Por hacer:
[1] Según el fragmento sobre el deseo, ¿por qué el deseo ha empezado a ser un problema también para la ciudadanía y la convivencia social? Explícalo en una a tres oraciones.
[2] Por favor, extrae textualmente del fragmento sobre el deseo la parte que empieza con las palabras que contienen «En las manos» y termina con «iliberal y dogmático.».

Fragmento:
☆ ☆ ☆ ☆

Desear a quien no te desea no es un delito. Imponer que el deseo debe ser siempre recíproco o manifestarse de forma suave, desde la caballerosidad y la corrección política, es una mera ingenuidad. Además, para muchas personas, como es por ejemplo mi caso, esa expresión del deseo es sumamente aburrida y antierótica. La virilidad y la vigorosidad son valores sexuales que gustan y atraen a una parte de la humanidad. Hombres y mujeres deberían sentirse libres de buscar el sexo y de persuadir, sin caer en el acoso, a una persona que pudiera estar reticente. En el arte de la seducción pueden darse todos los trucos, desde las promesas de «para mí esto no es solo sexo» a la falta de honestidad al no reconocer tener ya pareja. Ahora bien, lo que no se puede permitir es que una persona te toque sin consentimiento o pongan tu salud sexual en peligro.
El deseo es todo un problema para el feminismo contemporáneo y a medida que el movimiento feminista influye en el desarrollo de las sociedades y sus instituciones, también lo empieza a ser para la ciudadanía y la convivencia social. Ya no se puede desear sin ofender. Ya no se puede fantasear sin convertirse en el foco de la estigmatización o la presunción de machismo. Expresar ese deseo, dar a conocer una fantasía, empieza incluso a ser problemático en la esfera privada y en especial, cuando se trata de un varón. La manifestación masculina del deseo ha dejado de ser natural para catalogarse como un ejercicio de dominación.
«El deseo no acosa, no agrede, no restringe los derechos básicos de la persona que es objeto de dicha atención»
En los últimos años, el movimiento feminista ha puesto gran parte de sus energías en visibilizar y denunciar aquellas violencias que se fundamentaban en una ideología patriarcal y machista. Por ejemplo, la preocupación por la violencia sexual ha supuesto cambios a nivel legislativo, así como una mayor atención en las consecuencias que tales actos tienen para las víctimas y, en general, para la sociedad. Pero el feminismo, como cualquier otra ideología, es volátil y corre el riesgo de trascender los límites razonables de la objetividad y el sentido de la comunidad.
En las manos equivocadas, el feminismo puede ser una proclama autoritaria, dogmática y que, más que centrar sus esfuerzos en la igualdad de sexos, busque desgraciadamente el distanciamiento y el enfrentamiento entre mujeres y hombres. De la misma forma que el feminismo puede sorprendernos en sus reivindicaciones y avances, también puede abochornarnos cuando se aleja de la realidad social y crea una caricatura hostil del común de los varones, presenta a las mujeres como continuas damiselas en peligro o pretende instaurar un orden sexual iliberal y dogmático.

☆ ☆ ☆ ☆

Ítems del conjunto de datos
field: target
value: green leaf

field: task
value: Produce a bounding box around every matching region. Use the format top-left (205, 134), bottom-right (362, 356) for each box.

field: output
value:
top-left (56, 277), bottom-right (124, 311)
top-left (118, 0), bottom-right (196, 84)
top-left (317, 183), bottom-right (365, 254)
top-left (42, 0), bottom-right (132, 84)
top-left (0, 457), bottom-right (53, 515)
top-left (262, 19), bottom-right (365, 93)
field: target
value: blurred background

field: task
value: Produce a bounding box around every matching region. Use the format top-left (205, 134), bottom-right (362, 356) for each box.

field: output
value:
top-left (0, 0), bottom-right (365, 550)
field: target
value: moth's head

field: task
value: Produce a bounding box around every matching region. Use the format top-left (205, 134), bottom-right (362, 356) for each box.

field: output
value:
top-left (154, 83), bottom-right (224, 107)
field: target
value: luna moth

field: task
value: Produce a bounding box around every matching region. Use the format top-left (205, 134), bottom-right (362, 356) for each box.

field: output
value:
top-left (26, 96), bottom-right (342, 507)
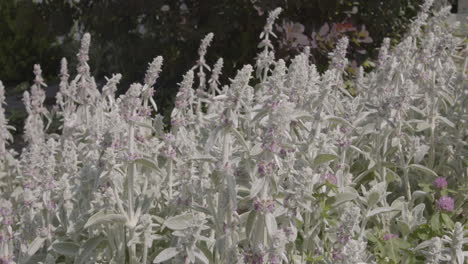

☆ ☆ ☆ ☆

Respuestas del ejercicio:
[1] El deseo ya es todo un problema para el feminismo contemporáneo. Según el fragmento, empieza a serlo también para la ciudadanía y la convivencia social a medida que el movimiento feminista influye en el desarrollo de las sociedades y sus instituciones.

[2]
En las manos equivocadas, el feminismo puede ser una proclama autoritaria, dogmática y que, más que centrar sus esfuerzos en la igualdad de sexos, busque desgraciadamente el distanciamiento y el enfrentamiento entre mujeres y hombres. De la misma forma que el feminismo puede sorprendernos en sus reivindicaciones y avances, también puede abochornarnos cuando se aleja de la realidad social y crea una caricatura hostil del común de los varones, presenta a las mujeres como continuas damiselas en peligro o pretende instaurar un orden sexual iliberal y dogmático.